ページ抜粋
........

本発明は車両用シートベルト装置及びシートベルト巻き取り方法の改良技術に関する。
車両の走行状態は極めて多様なものである。例えば、下り坂、上り坂、ワインディングロード(曲がりくねった坂道、Winding Rosd)を走行する場合もある。また、運転者の意志によって、減速走行や加速走行をする場合もある。車両が道路のコーナに進入すると、車両には車幅方向に横加速度が発生する。
これに対し、車両のシートに座った乗員を保護する目的で装備された車両用シートベルト装置について、近年、緊急時や走行状態の不安定時(挙動の異常時)に、シートベルトによる乗員の拘束を行うことにより、乗員の着座姿勢の変化を抑制する技術が実用化されている。このような車両用シートベルト装置としては、例えば下記の特許文献1、特許文献2に記載された技術が知られている。
特許文献1で知られている車両用シートベルト装置は、乗員に装着されているベルトを、車両の走行状態に応じた一定の巻き取り量だけ、ベルトリールによって巻き取るというものである。
特許文献2で知られている車両用シートベルト装置は、車両の前後方向及び左右方向の加速度に基づいて、乗員を拘束するときのベルト張力を制御するというものである。
ところで、乗員の姿勢は、ベルトを装着していても、走行状態に応じて多少変化し得る。例えば、車両が下り坂を走行中や減速走行中の場合には、乗員の姿勢は多少前かがみになりやすい。乗員は、シートバックによって十分には支えられていない状態、つまり、姿勢が十分に保持されない状態となる。この状態において、車両が道路のコーナに進入すると、前かがみ姿勢の乗員に横加速度が作用する。
一方、車両が上り坂を走行中や加速走行中の場合には、乗員は重力や加速度の影響を受けて、シートバックに押し付けられた姿勢になりやすい。この結果、乗員はシートバックによって十分に支えられた状態、つまり、姿勢が保持された状態となる。その分、ベルトの弛みは通常時よりも大きくなる。この状態において、車両が道路のコーナに進入すると、シートバックによって姿勢が保持された乗員に、横加速度が作用する。

........

[データ項目]

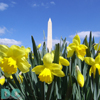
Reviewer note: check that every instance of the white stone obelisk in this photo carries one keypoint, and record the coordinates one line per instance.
(49, 35)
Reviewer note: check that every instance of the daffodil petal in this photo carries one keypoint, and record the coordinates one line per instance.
(46, 76)
(81, 51)
(58, 73)
(47, 59)
(93, 69)
(97, 59)
(70, 53)
(89, 60)
(38, 69)
(2, 80)
(76, 42)
(80, 79)
(96, 47)
(63, 61)
(54, 66)
(39, 46)
(3, 51)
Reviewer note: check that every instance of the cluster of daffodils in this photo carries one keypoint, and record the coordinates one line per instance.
(76, 47)
(95, 63)
(13, 58)
(48, 70)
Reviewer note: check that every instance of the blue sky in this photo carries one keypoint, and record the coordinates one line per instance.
(19, 19)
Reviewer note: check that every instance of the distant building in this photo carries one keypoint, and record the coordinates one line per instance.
(49, 35)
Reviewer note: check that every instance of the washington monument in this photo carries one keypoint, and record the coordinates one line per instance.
(49, 35)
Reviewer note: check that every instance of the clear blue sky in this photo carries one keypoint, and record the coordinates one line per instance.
(19, 19)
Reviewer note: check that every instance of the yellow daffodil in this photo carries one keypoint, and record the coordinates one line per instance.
(76, 47)
(80, 77)
(48, 70)
(20, 78)
(2, 80)
(12, 58)
(39, 46)
(62, 60)
(95, 63)
(97, 47)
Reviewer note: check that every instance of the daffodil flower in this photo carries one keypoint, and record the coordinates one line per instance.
(62, 60)
(48, 70)
(39, 46)
(12, 58)
(76, 47)
(2, 80)
(80, 77)
(95, 63)
(97, 47)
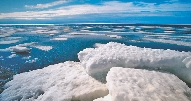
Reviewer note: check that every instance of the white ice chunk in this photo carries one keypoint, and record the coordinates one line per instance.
(83, 33)
(187, 61)
(27, 44)
(12, 56)
(96, 45)
(105, 98)
(59, 38)
(181, 43)
(114, 36)
(98, 61)
(60, 82)
(9, 41)
(19, 49)
(44, 48)
(126, 84)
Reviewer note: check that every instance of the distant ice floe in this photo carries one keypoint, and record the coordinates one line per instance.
(44, 48)
(61, 82)
(114, 36)
(27, 44)
(28, 57)
(65, 36)
(120, 55)
(12, 55)
(59, 38)
(32, 61)
(10, 40)
(19, 49)
(45, 31)
(181, 43)
(85, 33)
(126, 84)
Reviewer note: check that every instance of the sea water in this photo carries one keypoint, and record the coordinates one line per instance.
(52, 44)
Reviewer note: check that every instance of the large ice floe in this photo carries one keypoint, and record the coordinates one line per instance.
(98, 61)
(127, 84)
(131, 74)
(61, 82)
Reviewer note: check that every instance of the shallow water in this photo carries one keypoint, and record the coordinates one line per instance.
(52, 44)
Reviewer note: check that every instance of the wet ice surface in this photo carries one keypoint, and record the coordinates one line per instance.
(28, 47)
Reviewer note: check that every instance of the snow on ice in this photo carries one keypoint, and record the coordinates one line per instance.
(98, 61)
(123, 68)
(61, 82)
(127, 84)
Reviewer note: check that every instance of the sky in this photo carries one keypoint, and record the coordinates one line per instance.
(95, 11)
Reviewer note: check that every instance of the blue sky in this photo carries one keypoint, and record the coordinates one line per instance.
(95, 11)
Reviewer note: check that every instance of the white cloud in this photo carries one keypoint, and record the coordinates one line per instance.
(47, 5)
(107, 7)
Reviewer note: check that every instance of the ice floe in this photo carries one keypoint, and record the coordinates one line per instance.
(114, 36)
(126, 84)
(61, 82)
(83, 33)
(32, 61)
(98, 61)
(19, 49)
(8, 41)
(12, 55)
(44, 48)
(59, 38)
(181, 43)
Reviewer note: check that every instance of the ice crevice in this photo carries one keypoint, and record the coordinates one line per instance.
(98, 61)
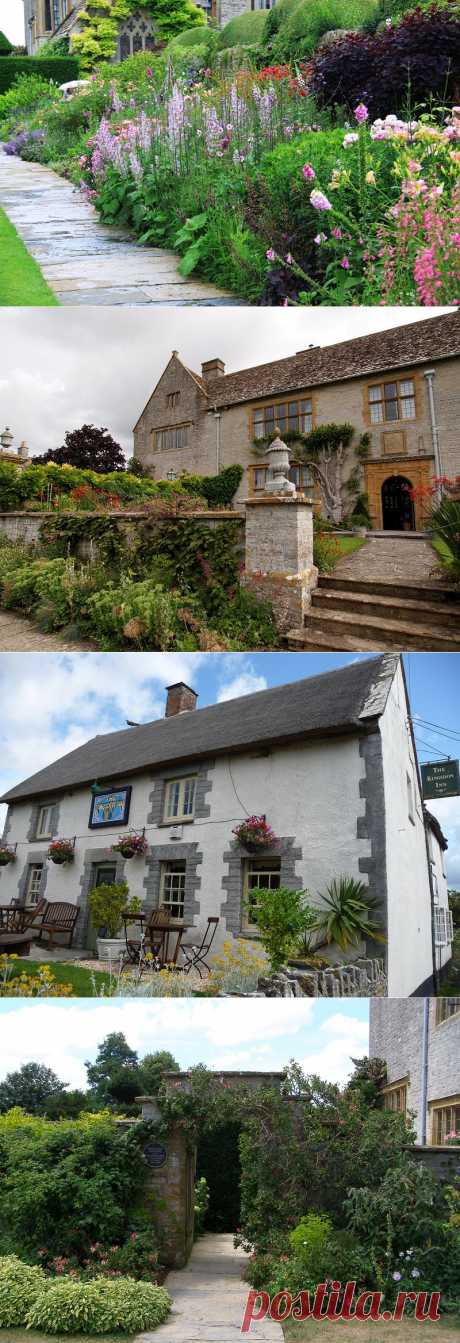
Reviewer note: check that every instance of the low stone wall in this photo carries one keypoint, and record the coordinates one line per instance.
(443, 1162)
(27, 527)
(365, 978)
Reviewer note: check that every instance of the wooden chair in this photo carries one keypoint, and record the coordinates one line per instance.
(58, 917)
(15, 935)
(199, 952)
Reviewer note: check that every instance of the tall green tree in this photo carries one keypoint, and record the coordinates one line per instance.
(31, 1087)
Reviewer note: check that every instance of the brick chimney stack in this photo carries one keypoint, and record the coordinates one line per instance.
(212, 368)
(181, 699)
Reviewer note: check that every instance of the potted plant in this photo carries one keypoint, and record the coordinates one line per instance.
(132, 845)
(254, 834)
(62, 850)
(107, 903)
(7, 854)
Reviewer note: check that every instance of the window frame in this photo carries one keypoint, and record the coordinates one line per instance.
(44, 833)
(176, 430)
(398, 1088)
(276, 403)
(166, 868)
(31, 868)
(386, 400)
(437, 1109)
(441, 1015)
(181, 783)
(247, 864)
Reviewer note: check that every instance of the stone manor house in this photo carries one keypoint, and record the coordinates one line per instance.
(330, 760)
(420, 1044)
(401, 387)
(48, 19)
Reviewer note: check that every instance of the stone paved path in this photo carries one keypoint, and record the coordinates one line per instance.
(209, 1299)
(22, 635)
(87, 262)
(392, 556)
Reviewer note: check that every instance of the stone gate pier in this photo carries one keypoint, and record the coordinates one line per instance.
(168, 1197)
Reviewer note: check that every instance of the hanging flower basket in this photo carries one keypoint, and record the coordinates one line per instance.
(61, 852)
(255, 834)
(130, 846)
(7, 856)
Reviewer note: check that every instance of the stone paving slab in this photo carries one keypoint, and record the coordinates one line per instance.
(85, 261)
(22, 635)
(404, 556)
(209, 1299)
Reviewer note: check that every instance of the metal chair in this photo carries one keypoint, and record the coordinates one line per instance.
(201, 951)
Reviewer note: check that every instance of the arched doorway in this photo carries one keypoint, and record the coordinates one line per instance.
(397, 506)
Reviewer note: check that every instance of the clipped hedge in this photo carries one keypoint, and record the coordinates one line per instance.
(246, 30)
(58, 69)
(101, 1307)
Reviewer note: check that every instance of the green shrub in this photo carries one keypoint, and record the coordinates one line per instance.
(19, 1288)
(307, 20)
(243, 31)
(99, 1307)
(59, 70)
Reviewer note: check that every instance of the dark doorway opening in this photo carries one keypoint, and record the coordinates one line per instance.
(219, 1162)
(398, 513)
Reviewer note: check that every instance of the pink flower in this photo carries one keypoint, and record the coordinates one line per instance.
(318, 200)
(361, 113)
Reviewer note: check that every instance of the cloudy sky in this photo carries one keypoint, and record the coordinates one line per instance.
(66, 367)
(52, 703)
(319, 1036)
(12, 20)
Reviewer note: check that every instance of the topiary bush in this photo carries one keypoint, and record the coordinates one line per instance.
(419, 58)
(309, 20)
(247, 30)
(20, 1284)
(99, 1307)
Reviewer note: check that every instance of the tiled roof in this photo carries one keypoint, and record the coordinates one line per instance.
(401, 347)
(333, 703)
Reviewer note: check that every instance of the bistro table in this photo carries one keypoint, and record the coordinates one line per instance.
(161, 938)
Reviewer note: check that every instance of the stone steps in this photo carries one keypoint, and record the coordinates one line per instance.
(364, 615)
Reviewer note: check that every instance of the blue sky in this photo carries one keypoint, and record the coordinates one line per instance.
(321, 1036)
(52, 703)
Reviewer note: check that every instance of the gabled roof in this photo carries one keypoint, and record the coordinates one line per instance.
(401, 347)
(330, 704)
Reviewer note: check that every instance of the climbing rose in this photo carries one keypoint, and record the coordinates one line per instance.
(319, 202)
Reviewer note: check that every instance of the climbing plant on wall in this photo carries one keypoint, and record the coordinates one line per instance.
(102, 19)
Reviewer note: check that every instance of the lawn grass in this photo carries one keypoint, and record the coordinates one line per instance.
(357, 1331)
(66, 973)
(22, 284)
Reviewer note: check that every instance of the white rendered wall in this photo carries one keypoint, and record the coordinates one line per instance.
(309, 791)
(409, 921)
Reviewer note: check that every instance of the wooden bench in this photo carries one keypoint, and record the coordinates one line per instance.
(58, 917)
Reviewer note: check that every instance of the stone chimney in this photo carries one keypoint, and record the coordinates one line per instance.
(181, 699)
(212, 368)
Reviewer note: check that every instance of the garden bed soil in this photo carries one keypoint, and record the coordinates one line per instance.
(407, 1331)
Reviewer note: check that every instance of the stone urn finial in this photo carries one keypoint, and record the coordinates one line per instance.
(278, 480)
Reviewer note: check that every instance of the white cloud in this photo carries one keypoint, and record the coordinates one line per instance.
(247, 682)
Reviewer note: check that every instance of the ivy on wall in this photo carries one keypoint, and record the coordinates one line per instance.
(102, 19)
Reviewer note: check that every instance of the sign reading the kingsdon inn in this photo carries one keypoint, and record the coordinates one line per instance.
(440, 779)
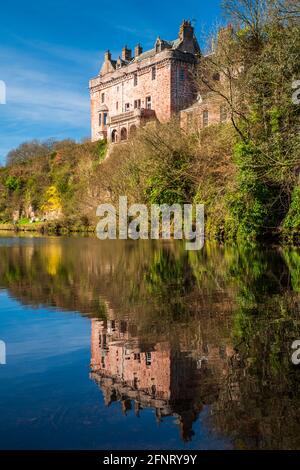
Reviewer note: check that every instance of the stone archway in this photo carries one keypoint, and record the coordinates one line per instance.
(123, 133)
(132, 130)
(114, 136)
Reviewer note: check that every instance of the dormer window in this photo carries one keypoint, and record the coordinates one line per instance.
(148, 102)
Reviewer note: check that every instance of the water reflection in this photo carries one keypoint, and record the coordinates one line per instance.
(178, 332)
(173, 381)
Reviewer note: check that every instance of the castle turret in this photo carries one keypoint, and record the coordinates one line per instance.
(138, 50)
(186, 31)
(126, 54)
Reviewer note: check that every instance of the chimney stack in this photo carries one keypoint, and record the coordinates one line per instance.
(107, 56)
(138, 50)
(186, 30)
(126, 54)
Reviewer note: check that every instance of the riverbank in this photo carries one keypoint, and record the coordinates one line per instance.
(57, 228)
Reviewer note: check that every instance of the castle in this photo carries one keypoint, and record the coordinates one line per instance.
(155, 84)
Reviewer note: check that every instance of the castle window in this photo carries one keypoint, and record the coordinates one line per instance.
(114, 136)
(148, 359)
(223, 113)
(123, 133)
(148, 102)
(205, 118)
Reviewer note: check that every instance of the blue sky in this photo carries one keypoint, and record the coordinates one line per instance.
(49, 49)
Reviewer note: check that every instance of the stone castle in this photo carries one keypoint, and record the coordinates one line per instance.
(155, 84)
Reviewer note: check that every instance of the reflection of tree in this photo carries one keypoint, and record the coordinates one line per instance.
(259, 406)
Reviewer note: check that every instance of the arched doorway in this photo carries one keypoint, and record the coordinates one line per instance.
(132, 130)
(114, 136)
(123, 133)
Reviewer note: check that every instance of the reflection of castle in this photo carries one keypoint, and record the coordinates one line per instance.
(167, 379)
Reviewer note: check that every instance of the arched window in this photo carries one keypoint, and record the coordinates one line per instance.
(123, 133)
(132, 130)
(114, 136)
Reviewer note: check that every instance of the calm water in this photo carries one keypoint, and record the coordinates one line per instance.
(127, 345)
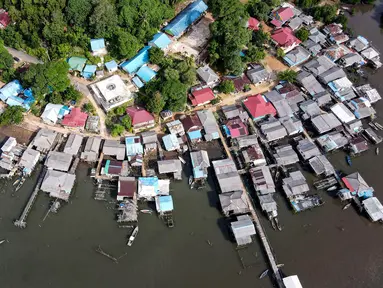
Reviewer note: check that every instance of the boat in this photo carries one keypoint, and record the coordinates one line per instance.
(346, 206)
(264, 273)
(133, 236)
(348, 160)
(332, 188)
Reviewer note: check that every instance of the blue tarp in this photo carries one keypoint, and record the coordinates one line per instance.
(13, 88)
(111, 65)
(138, 82)
(89, 71)
(132, 65)
(97, 44)
(166, 203)
(146, 73)
(185, 18)
(160, 40)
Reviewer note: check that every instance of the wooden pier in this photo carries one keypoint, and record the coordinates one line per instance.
(258, 225)
(22, 221)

........

課題一覧
a) 車両用シートベルト装置についての抜粋を、一字一句変えずに全文もう一度書いてください。
b) 一覧のうち、「Reviewer note: check that every instance of the blue tarp」を含む行から始まり一覧の最終行で終わる範囲だけを、一字一句そのまま書き写してください。
抜粋と一覧は、それぞれ別の出典から取られたものです。

解答一覧
a)
本発明は車両用シートベルト装置及びシートベルト巻き取り方法の改良技術に関する。
車両の走行状態は極めて多様なものである。例えば、下り坂、上り坂、ワインディングロード(曲がりくねった坂道、Winding Rosd)を走行する場合もある。また、運転者の意志によって、減速走行や加速走行をする場合もある。車両が道路のコーナに進入すると、車両には車幅方向に横加速度が発生する。
これに対し、車両のシートに座った乗員を保護する目的で装備された車両用シートベルト装置について、近年、緊急時や走行状態の不安定時(挙動の異常時)に、シートベルトによる乗員の拘束を行うことにより、乗員の着座姿勢の変化を抑制する技術が実用化されている。このような車両用シートベルト装置としては、例えば下記の特許文献1、特許文献2に記載された技術が知られている。
特許文献1で知られている車両用シートベルト装置は、乗員に装着されているベルトを、車両の走行状態に応じた一定の巻き取り量だけ、ベルトリールによって巻き取るというものである。
特許文献2で知られている車両用シートベルト装置は、車両の前後方向及び左右方向の加速度に基づいて、乗員を拘束するときのベルト張力を制御するというものである。
ところで、乗員の姿勢は、ベルトを装着していても、走行状態に応じて多少変化し得る。例えば、車両が下り坂を走行中や減速走行中の場合には、乗員の姿勢は多少前かがみになりやすい。乗員は、シートバックによって十分には支えられていない状態、つまり、姿勢が十分に保持されない状態となる。この状態において、車両が道路のコーナに進入すると、前かがみ姿勢の乗員に横加速度が作用する。
一方、車両が上り坂を走行中や加速走行中の場合には、乗員は重力や加速度の影響を受けて、シートバックに押し付けられた姿勢になりやすい。この結果、乗員はシートバックによって十分に支えられた状態、つまり、姿勢が保持された状態となる。その分、ベルトの弛みは通常時よりも大きくなる。この状態において、車両が道路のコーナに進入すると、シートバックによって姿勢が保持された乗員に、横加速度が作用する。

b)
Reviewer note: check that every instance of the blue tarp in this photo carries one keypoint, and record the coordinates one line per instance.
(13, 88)
(111, 65)
(138, 82)
(89, 71)
(132, 65)
(97, 44)
(166, 203)
(146, 73)
(185, 18)
(160, 40)
Reviewer note: check that every instance of the wooden pier in this photo carries one keypoint, and record the coordinates one line per instance.
(258, 225)
(22, 221)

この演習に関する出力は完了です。